Article =
----------
Reorganize -ffast-math code.

Brad Lucier lucier@math.purdue.edu
Thu Mar 8 10:39:00 GMT 2001


> So you seem to have a few choices:
>  - don't use x86
>  - use XMM on new hardware, which gets rid of the extended precision.
>  - have the compiler always set the rounding mode before each operation
>    (with obvious optimizations for consecutive operations etc where the
>     compiler can know the previous rounding mode)
>  - have the programmer set the rounding mode explicitly.
> 
> Right now you effectively have choice 4: set the rounding mode explicitly.
> 
> At that point results are stable on x86, no?

If by "results are stable on x86" you mean the results of a C program compiled
by gcc and run on x86 are reproducible and predictable by reading the program
text, unfortunately not. I don't have the time now to give a precise
example, but here is how you go about constructing the example code.
----------
Objectives =
1 > List every choice the quoted passage in the -ffast-math post gives for getting stable results on x86.
2 > Write out everything from "Brad Lucier lucier@math.purdue.edu" down to "programmer set the rounding mode explicitly." in the -ffast-math post, switching "programmer" to "user".
3 > According to the -ffast-math post, what does using XMM on new hardware get rid of?

[Bounding-box records]
----------
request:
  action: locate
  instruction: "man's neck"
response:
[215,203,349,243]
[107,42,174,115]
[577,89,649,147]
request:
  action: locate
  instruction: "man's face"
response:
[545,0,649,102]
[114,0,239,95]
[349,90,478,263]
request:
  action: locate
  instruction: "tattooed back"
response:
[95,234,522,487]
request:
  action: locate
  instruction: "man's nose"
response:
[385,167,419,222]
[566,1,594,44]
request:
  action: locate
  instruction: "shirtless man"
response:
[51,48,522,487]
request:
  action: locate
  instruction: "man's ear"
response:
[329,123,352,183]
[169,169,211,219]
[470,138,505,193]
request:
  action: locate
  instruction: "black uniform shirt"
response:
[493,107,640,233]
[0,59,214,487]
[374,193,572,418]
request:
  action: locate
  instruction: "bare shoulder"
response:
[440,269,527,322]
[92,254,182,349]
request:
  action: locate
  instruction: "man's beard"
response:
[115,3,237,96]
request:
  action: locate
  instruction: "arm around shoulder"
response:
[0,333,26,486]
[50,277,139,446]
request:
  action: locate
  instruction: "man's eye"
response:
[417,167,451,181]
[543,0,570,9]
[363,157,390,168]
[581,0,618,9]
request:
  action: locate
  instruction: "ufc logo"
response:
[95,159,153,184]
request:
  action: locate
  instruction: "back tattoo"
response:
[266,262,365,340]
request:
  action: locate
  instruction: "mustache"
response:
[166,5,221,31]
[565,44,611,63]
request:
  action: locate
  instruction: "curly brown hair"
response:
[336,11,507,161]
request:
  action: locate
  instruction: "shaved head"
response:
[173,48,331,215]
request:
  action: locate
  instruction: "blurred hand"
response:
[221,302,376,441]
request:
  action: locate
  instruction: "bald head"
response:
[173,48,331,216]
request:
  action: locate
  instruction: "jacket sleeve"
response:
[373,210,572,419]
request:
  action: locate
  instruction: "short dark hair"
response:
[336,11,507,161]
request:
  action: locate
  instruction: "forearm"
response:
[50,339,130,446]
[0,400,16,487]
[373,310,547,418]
----------
Final results =
1 >
- Don't use x86.
- Use XMM on new hardware, which gets rid of the extended precision.
- Have the compiler always set the rounding mode before each operation.
- Have the programmer set the rounding mode explicitly.

2 >
Brad Lucier lucier@math.purdue.edu
Thu Mar 8 10:39:00 GMT 2001


> So you seem to have a few choices:
>  - don't use x86
>  - use XMM on new hardware, which gets rid of the extended precision.
>  - have the compiler always set the rounding mode before each operation
>    (with obvious optimizations for consecutive operations etc where the
>     compiler can know the previous rounding mode)
>  - have the user set the rounding mode explicitly.

3 > The extended precision.